_EXERCISE DETAILS_.
Nothing in the entries below may be altered; print them as they stand.

_SOURCE MATERIAL_.

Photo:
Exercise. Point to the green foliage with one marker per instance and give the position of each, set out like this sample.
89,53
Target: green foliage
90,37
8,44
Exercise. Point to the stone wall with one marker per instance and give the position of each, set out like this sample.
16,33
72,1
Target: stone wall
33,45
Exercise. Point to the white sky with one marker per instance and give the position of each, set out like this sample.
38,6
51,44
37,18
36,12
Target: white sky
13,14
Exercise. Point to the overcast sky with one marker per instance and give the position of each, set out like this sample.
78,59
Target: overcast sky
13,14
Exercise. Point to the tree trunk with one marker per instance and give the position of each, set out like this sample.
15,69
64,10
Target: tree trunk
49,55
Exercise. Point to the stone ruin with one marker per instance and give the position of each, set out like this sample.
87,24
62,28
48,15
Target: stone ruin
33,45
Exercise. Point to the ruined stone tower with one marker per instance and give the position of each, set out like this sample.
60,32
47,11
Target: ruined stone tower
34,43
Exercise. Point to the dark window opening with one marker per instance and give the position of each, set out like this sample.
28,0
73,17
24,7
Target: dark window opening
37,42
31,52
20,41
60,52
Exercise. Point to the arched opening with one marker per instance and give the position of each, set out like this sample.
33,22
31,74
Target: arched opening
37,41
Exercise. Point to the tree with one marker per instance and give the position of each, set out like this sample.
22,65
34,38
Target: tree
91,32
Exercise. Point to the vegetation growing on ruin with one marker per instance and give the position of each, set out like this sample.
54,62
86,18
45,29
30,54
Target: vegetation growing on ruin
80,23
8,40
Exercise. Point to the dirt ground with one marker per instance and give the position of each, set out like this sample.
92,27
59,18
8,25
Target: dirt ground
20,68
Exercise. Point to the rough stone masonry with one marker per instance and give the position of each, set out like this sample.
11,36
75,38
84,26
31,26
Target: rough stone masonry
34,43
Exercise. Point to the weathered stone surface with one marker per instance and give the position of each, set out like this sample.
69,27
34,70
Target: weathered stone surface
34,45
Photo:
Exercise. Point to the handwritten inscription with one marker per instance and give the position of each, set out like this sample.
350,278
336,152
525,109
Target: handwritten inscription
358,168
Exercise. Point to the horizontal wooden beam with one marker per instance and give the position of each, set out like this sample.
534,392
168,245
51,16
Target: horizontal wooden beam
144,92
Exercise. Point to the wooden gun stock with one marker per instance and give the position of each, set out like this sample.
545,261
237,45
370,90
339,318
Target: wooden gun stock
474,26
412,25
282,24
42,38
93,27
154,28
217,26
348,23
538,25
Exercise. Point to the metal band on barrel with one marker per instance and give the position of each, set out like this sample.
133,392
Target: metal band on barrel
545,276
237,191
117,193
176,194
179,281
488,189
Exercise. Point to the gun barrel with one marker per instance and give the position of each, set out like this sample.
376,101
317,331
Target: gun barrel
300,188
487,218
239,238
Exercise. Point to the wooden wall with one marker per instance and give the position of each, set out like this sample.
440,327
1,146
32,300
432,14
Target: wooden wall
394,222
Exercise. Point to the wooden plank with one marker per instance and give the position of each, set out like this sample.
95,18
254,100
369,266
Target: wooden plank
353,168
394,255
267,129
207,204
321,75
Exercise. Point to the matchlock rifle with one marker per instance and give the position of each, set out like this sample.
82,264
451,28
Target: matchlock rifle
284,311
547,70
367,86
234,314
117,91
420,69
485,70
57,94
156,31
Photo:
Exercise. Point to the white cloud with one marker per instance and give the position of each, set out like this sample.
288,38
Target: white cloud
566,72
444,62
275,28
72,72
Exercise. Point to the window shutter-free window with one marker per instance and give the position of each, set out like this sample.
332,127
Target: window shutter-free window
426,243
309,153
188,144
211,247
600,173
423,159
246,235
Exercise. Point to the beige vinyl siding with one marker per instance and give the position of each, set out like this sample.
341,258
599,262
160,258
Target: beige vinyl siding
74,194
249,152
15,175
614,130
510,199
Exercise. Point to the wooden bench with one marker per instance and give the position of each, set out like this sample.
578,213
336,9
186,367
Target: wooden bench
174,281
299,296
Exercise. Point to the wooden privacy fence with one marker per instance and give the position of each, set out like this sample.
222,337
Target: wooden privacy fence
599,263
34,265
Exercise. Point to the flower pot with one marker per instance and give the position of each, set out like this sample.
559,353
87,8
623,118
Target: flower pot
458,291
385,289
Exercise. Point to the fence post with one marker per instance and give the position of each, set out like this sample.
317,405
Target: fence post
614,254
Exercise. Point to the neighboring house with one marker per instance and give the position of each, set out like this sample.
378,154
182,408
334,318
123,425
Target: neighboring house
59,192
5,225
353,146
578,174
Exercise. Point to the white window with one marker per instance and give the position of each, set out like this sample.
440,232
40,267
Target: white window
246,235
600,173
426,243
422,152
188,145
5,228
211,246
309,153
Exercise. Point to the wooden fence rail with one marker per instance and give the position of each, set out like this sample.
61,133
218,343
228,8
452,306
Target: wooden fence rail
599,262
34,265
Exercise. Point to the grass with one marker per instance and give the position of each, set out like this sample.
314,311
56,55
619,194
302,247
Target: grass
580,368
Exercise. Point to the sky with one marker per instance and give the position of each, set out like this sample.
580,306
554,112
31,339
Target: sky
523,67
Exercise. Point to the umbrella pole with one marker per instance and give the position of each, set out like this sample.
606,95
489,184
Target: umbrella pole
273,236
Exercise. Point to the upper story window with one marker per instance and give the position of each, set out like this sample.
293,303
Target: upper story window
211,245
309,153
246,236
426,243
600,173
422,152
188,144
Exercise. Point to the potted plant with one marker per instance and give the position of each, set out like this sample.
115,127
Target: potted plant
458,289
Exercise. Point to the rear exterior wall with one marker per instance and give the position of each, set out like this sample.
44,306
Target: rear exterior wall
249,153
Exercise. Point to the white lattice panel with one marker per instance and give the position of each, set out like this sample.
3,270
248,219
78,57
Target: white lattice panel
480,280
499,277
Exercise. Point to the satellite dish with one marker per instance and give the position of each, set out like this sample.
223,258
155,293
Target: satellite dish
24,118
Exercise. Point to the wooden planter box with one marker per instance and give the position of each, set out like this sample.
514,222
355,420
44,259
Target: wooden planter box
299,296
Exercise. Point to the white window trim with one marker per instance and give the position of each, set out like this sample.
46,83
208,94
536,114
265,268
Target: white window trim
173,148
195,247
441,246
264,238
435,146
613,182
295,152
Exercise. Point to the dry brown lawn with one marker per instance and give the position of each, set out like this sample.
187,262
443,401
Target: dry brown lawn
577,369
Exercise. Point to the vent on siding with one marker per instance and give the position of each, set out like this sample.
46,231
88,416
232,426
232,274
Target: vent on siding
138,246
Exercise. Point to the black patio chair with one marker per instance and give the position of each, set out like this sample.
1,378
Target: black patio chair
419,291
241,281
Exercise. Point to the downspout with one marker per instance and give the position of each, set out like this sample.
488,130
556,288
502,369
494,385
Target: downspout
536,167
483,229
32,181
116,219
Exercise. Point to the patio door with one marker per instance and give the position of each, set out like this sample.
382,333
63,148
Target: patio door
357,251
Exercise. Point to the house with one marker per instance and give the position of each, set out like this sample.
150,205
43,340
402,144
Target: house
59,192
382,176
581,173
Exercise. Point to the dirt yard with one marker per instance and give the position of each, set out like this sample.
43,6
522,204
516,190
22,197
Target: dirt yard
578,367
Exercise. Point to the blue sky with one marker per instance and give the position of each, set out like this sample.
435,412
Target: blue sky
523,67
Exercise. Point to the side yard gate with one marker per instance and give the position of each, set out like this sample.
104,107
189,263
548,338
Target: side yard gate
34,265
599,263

_RESULT OF THE EXERCISE_.
Photo:
Exercise. Point to the green foliage with one marker per instance and give the position of each, set out like this sample.
89,53
Target: green foliage
90,37
8,44
Exercise. Point to the stone wall with one marker per instance and give the position of each, set out like this sample.
16,33
72,1
Target: stone wall
33,45
Exercise. Point to the white sky with one marker per instance and give the position of each, set out like this sample.
38,6
51,44
37,18
36,12
Target: white sky
13,14
Exercise. Point to the overcast sky with one marker per instance and give the position of each, set out like this sample.
78,59
Target: overcast sky
13,14
Exercise. Point to the tree trunk with one marker per instance and give the position of each, set out like this sample.
15,69
64,10
Target: tree trunk
49,55
Exercise. Point to the stone ruin with one marker per instance and give the position of each, set out like this sample.
87,24
62,28
48,15
Target: stone ruin
33,45
Exercise. Point to the ruined stone tower with one marker per instance and give the position of each, set out like this sample.
60,32
47,11
Target: ruined stone tower
34,43
Exercise. Point to the dark window opening with one marker per instance and give the position of each, set out like this sample.
28,0
73,17
24,7
Target: dark window opening
37,42
31,52
20,41
60,52
Exercise. Point to the arched opening with one marker per instance and give the position of each, set out like this sample.
33,22
31,74
Target: arched opening
37,41
Exercise. Point to the tree with one marker per instance and give the position of each, set out like this sample.
22,65
34,38
Target: tree
91,32
Exercise. Point to the vegetation growing on ruin with one marker per instance and give the position of each, set out like this sample.
54,62
86,18
45,29
30,54
Target: vegetation growing on ruin
80,23
8,40
Exercise. Point to the dirt ground with one marker per instance and give the position of each, set out like this sample.
92,27
59,18
8,25
Target: dirt ground
20,68
Exercise. Point to the rough stone masonry with one marker per instance and give the position of each, set out like this sample.
11,36
75,38
84,26
31,26
Target: rough stone masonry
34,43
Exercise. Point to the weathered stone surface with one marker per instance and give the position of each, set out like this sample.
69,27
34,70
Target: weathered stone surface
34,45
Photo:
Exercise. Point to the handwritten inscription with one marker per instance and give the position of each, set out like this sample.
350,278
336,152
525,109
Target: handwritten inscription
358,168
Exercise. Point to the horizontal wooden beam with one marker per instance and give the position of each, set out like this sample.
534,392
168,245
51,16
Target: horizontal wooden beam
144,92
Exercise. Point to the wooden gun stock with one marker per instance and give the position of each, set out like this sample.
545,261
237,45
370,90
339,318
Target: wooden gun stock
474,26
412,25
282,24
42,38
93,27
154,28
217,26
348,23
538,25
Exercise. Point to the metal band on barrel with one marker per instance and give the position of each, set out like this sample.
133,392
Target: metal band on barrel
545,276
237,191
117,193
176,194
179,281
488,189
Exercise. Point to the gun barrel with one marker per instance and give the position of each, set out like this sample.
376,101
317,331
Target: gun barrel
300,188
487,218
239,238
Exercise. Point to the wooden wall with one marker per instance and give the position of each, set out like this sample.
440,327
1,146
32,300
432,14
Target: wooden wall
394,222
Exercise. Point to the wooden plank with one marker per instance and give the position of each, set out like this sample.
95,18
254,100
369,266
Target: wooden plank
353,168
394,255
267,129
207,204
321,75
Exercise. Point to the matchlock rifle with one marker per instance and give the position of each, set out like this sample.
82,264
451,28
Target: matchlock rifle
284,311
547,70
367,86
234,314
117,91
420,69
485,70
57,94
156,31
Photo:
Exercise. Point to the white cloud with one marker per instance and give the position of each, set out like this sample.
288,38
Target: white cloud
566,72
444,62
275,28
72,72
Exercise. Point to the window shutter-free window with one marker per instance and give the position of each, set out like this sample.
332,127
Target: window shutter-free window
426,243
309,153
188,144
211,247
600,173
423,159
246,235
Exercise. Point to the beige vinyl siding with one marker per instance and give the position of each, set out like this sample.
341,258
599,262
160,258
Target: beige vinyl siding
74,194
249,152
15,175
614,130
510,199
Exercise. Point to the wooden bench with one marker per instance and give the position of each, set out like this sample.
578,213
336,9
186,367
Target: wooden bench
174,281
299,296
Exercise. Point to the wooden privacy fence with one marker per instance and give the position of each, set out like this sample.
222,337
Target: wooden privacy fence
599,263
34,265
Exercise. Point to the flower pot with one marker per instance and give the position of each, set out like this sample.
559,353
87,8
623,118
Target: flower pot
458,291
385,289
Exercise. Point to the fence post with one marker per instance and give the position of each, set out like this sample.
317,405
Target: fence post
614,254
Exercise. Point to the neighboring house with one marker per instance and give the position of each, set out like this sample.
378,154
182,408
334,318
123,425
Target: neighboring house
59,192
5,225
353,146
578,174
Exercise. Point to the white window with one marker per instance and give the position of each, set out like this sample.
440,232
40,267
Target: white window
246,235
600,173
426,243
422,152
188,145
5,228
211,246
309,153
Exercise. Point to the wooden fence rail with one marker per instance and give the position of each, set out like this sample.
61,133
218,343
228,8
452,306
Target: wooden fence rail
599,262
34,265
Exercise. Point to the grass with one marker per instance and give the position of each, set out like this sample.
314,311
56,55
619,194
302,247
Target: grass
580,368
Exercise. Point to the sky with one marker per instance and give the position of each, set out like this sample.
580,306
554,112
31,339
Target: sky
523,67
Exercise. Point to the umbrella pole with one marker per instance and give the position of each, set out like this sample.
606,95
489,184
Target: umbrella pole
273,236
Exercise. Point to the upper story window with one marker per instance and give the position of each, set out like this sample.
293,303
Target: upper story window
211,245
309,153
246,236
426,243
600,173
422,152
188,144
Exercise. Point to the potted plant with one marker per instance and give the position of each, set out like this sample.
115,127
Target: potted plant
458,289
Exercise. Point to the rear exterior wall with one marker per instance and give the position of each, set out like this sample.
44,306
Target: rear exterior wall
249,153
Exercise. Point to the white lattice panel with one marker per instance and give the position of each, set out like this sample.
3,270
248,219
78,57
Target: white lattice panel
480,280
499,277
Exercise. Point to the satellite dish with one marker per instance and give the position of each, set out like this sample.
223,258
155,293
Target: satellite dish
24,118
Exercise. Point to the wooden planter box with one marker per instance and give the position of each, set out like this sample.
514,222
355,420
44,259
Target: wooden planter box
299,296
Exercise. Point to the white window trim with one marker per instance and give the position of each, set out like this sample.
46,83
208,94
536,114
265,268
Target: white window trim
173,148
195,247
441,246
264,238
435,146
613,182
295,152
Exercise. Point to the dry brown lawn with one marker per instance and give the position of each, set out like this sample.
187,262
443,401
Target: dry brown lawn
577,369
Exercise. Point to the vent on siding with one marker per instance and give the position of each, set out like this sample.
46,231
88,416
232,426
232,274
Target: vent on siding
138,246
Exercise. Point to the black patio chair with one marker per instance and give the position of each, set out like this sample.
1,378
Target: black patio chair
419,291
241,281
Exercise. Point to the downspout with one marker per instance and give the position of each, set out like this sample.
488,130
556,288
502,369
494,385
Target: downspout
536,167
483,229
32,181
116,219
Exercise. Point to the patio door with one marker per instance and give the position of each, set out like this sample.
382,333
63,148
Target: patio door
357,251
Exercise. Point to the house with one marker per instance and give the position of each, set out like this sample.
150,205
43,340
402,144
Target: house
59,192
382,176
581,173
Exercise. Point to the dirt yard with one marker per instance and give the position of each, set out like this sample.
43,6
522,204
516,190
22,197
Target: dirt yard
578,367
Exercise. Point to the blue sky with one marker per instance and give the position of each, set out like this sample.
435,412
Target: blue sky
523,67
Exercise. Point to the side yard gate with one marker per instance and give the position of each, set out like this sample.
104,107
189,263
548,338
Target: side yard gate
34,265
599,263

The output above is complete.